* **Requirement 1**
Using the text on DNA distances below, answer each question briefly:
(a) What does the DAMBE graphics function plot for each pairwise comparison?
(b) What happens to silent sites over time?
(c) In which genes do DNA distances become saturated when vertebrates are compared?
* **Requirement 2**
Say whether each statement agrees with the text on DNA distances below, and quote the words that decide it:
(a) In the plot, the HIV-1 M group has F84 distances less than 0.15.
(b) Among the most distant mammals, DNA distances in nuclear genes are more than saturated with mutation.
(c) At vertebrate distances, mitochondrial genomes are hard to align.

* **Text section**
^^^^^^^^^^^^^^^^

One quick and easy tool for visualizing the DNA distances in a data set, is the DAMBE function under graphics to plot the transitions and transversions vs F84 phylogenetic distance for each pairwise comparison in the data set. I have attached a plot here, showing the plots for Primate T-Cell Leukemia Viruses and Primate Lentiviruses. We know that HIV-1 M group, with F84 distances less than 0.15 here, represent roughly 100 years of evolution. But comparing HIV-1 to SIV from African Green Monkey (distances > 0.5) the age estimate to the common ancestor is in the millions of years range.
Using DNA or protein distances, we don’t have any methods as far as I know, that would extrapolate from 100 years to get 15% (phylogenetically corrected) distance to more than 100,000 years for 50% (phylogenetically corrected) distance, let alone millions of years. Silent sites become more than saturated with mutations while at the same time many other sites remain absolutely invariant over time. Thus, calibrating the “molecular clock” has to be done in a time/distance range that is applicable to the data.
The same plots can be done for mammals, vertebrates, etc. The DNA distances between the most distant mammals is more than saturated with mutation in mitochondrial DNA, but not nuclear genes. DNA distances in nuclear genes become saturated when comparing vertebrates (fish, amphibians, reptiles, birds, mammals etc) and at those distances the mitochondrial genomes are easy to align but quite misleading for the “molecular clock” methods.

^^^^^^^^^^^^^^^^

* **Exercise data**
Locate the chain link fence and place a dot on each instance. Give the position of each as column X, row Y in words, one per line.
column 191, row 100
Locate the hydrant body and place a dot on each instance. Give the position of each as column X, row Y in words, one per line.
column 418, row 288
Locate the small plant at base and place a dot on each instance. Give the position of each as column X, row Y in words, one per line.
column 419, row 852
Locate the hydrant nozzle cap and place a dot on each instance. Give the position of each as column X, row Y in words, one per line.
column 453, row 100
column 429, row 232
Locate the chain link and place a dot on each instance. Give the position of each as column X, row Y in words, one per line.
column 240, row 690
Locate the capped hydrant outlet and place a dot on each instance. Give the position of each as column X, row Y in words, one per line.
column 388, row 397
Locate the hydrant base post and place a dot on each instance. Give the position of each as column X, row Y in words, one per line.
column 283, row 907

^^^^^^^^^^^^^^^^

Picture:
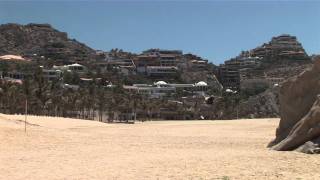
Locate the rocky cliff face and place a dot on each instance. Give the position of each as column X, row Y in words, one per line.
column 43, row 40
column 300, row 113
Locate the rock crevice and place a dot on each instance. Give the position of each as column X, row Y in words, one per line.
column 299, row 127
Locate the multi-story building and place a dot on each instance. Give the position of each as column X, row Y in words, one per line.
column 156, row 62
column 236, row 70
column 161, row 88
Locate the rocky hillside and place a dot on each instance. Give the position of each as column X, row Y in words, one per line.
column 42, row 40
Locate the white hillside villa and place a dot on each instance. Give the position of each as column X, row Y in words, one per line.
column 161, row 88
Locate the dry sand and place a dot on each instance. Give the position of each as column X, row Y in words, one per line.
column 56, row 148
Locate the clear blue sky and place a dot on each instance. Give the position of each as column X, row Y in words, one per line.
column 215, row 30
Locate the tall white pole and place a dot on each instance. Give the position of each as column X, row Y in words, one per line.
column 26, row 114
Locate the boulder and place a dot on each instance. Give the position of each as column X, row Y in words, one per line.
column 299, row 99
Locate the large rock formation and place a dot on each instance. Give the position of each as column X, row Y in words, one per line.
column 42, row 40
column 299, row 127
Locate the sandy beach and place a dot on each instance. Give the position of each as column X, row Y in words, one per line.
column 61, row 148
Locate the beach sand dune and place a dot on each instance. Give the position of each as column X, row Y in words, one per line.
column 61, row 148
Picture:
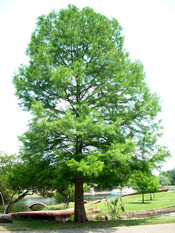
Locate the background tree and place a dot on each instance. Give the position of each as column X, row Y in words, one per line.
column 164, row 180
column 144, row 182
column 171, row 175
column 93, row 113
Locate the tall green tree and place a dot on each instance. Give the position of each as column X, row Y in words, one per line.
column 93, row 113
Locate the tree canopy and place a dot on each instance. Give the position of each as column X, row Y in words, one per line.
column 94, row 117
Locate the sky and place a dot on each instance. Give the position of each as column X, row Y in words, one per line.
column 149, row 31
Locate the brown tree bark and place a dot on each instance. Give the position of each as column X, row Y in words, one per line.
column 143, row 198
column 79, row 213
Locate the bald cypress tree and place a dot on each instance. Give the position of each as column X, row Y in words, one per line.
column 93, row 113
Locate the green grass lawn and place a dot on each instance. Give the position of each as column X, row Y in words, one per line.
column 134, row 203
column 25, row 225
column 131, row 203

^^^^^^^^^^^^^^^^

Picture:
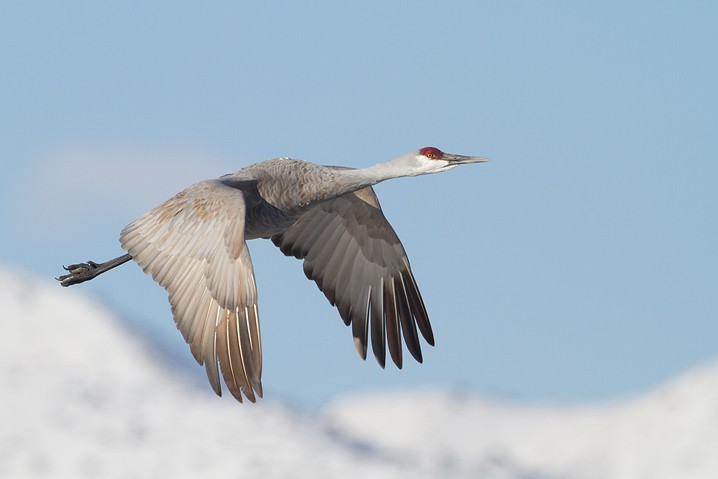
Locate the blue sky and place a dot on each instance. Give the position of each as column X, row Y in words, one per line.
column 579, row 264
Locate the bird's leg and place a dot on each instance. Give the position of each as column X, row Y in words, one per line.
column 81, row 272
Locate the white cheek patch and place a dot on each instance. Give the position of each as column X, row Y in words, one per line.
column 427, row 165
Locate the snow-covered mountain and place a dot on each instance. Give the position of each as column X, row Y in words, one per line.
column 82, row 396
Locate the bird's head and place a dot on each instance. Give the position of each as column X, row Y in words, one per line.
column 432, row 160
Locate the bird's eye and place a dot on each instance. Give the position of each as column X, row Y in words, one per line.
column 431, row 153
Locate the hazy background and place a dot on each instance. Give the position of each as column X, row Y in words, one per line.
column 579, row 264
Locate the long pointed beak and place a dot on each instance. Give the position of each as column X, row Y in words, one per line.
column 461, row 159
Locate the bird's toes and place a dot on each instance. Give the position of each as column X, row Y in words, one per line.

^^^^^^^^^^^^^^^^

* **Task answer 1**
(a) The transitions and transversions vs F84 phylogenetic distance.
(b) They become more than saturated with mutations.
(c) In nuclear genes.

* **Task answer 2**
(a) Yes: "HIV-1 M group, with F84 distances less than 0.15 here"
(b) No: "more than saturated with mutation in mitochondrial DNA, but not nuclear genes"
(c) No: "the mitochondrial genomes are easy to align but quite misleading"